• **Goal**
Could you give these lines again with every "horse's dark mane" replaced by "horse's black mane" and nothing else changed? Leave the pictures out.

• **Listed entries**
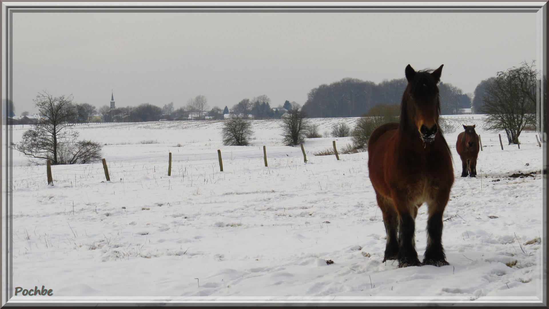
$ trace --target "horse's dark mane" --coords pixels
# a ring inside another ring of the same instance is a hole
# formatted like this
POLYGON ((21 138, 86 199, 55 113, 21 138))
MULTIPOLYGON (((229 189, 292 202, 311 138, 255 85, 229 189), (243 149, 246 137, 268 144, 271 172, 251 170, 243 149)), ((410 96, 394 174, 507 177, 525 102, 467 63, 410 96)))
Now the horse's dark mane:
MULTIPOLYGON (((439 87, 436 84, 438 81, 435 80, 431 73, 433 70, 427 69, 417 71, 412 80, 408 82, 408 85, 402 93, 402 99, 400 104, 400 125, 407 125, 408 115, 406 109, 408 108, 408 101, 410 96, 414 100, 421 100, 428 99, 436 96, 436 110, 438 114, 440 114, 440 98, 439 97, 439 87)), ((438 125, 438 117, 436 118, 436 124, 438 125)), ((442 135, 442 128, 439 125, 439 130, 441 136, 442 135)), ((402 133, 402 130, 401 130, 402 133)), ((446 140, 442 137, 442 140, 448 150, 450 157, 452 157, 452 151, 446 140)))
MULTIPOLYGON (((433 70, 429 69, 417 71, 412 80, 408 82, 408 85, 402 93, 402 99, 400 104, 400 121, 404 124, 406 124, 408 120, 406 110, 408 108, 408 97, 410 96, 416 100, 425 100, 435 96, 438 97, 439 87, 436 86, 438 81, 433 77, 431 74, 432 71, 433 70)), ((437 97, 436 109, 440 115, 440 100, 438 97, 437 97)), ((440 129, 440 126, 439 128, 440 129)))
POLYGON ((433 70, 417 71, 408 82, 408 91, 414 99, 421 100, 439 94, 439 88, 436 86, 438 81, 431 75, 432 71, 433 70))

• **Solution**
$ trace --target "horse's black mane" --coords pixels
# a ring inside another ring of the same instance is a hole
# formatted like this
POLYGON ((21 138, 86 199, 55 113, 21 138))
MULTIPOLYGON (((229 189, 292 202, 311 138, 255 85, 229 189), (243 149, 246 137, 268 144, 271 172, 251 170, 243 149)), ((410 96, 394 174, 507 177, 525 102, 467 63, 410 96)))
Now the horse's black mane:
MULTIPOLYGON (((439 87, 436 84, 438 81, 435 80, 431 73, 433 70, 427 69, 417 71, 412 80, 408 82, 408 85, 402 93, 402 99, 400 104, 400 125, 407 125, 408 115, 406 109, 408 108, 408 101, 410 96, 414 100, 421 100, 428 99, 436 96, 436 110, 438 114, 440 114, 440 98, 439 97, 439 87)), ((438 125, 438 117, 436 118, 436 124, 438 125)), ((442 135, 442 128, 439 125, 439 130, 441 136, 442 135)), ((402 133, 402 130, 401 130, 402 133)), ((446 140, 442 137, 442 140, 448 150, 450 157, 452 157, 452 151, 446 140)))
MULTIPOLYGON (((433 70, 429 69, 417 71, 412 80, 408 82, 408 85, 402 93, 402 99, 400 104, 400 121, 404 124, 406 124, 408 120, 406 110, 408 108, 408 97, 410 96, 416 100, 425 100, 435 96, 438 97, 439 87, 436 86, 438 81, 433 77, 431 74, 432 71, 433 70)), ((437 97, 436 109, 440 115, 440 100, 438 97, 437 97)), ((440 129, 440 126, 439 128, 440 129)))
POLYGON ((433 70, 417 71, 408 82, 408 91, 414 99, 421 100, 439 94, 439 88, 436 86, 438 81, 431 75, 432 71, 433 70))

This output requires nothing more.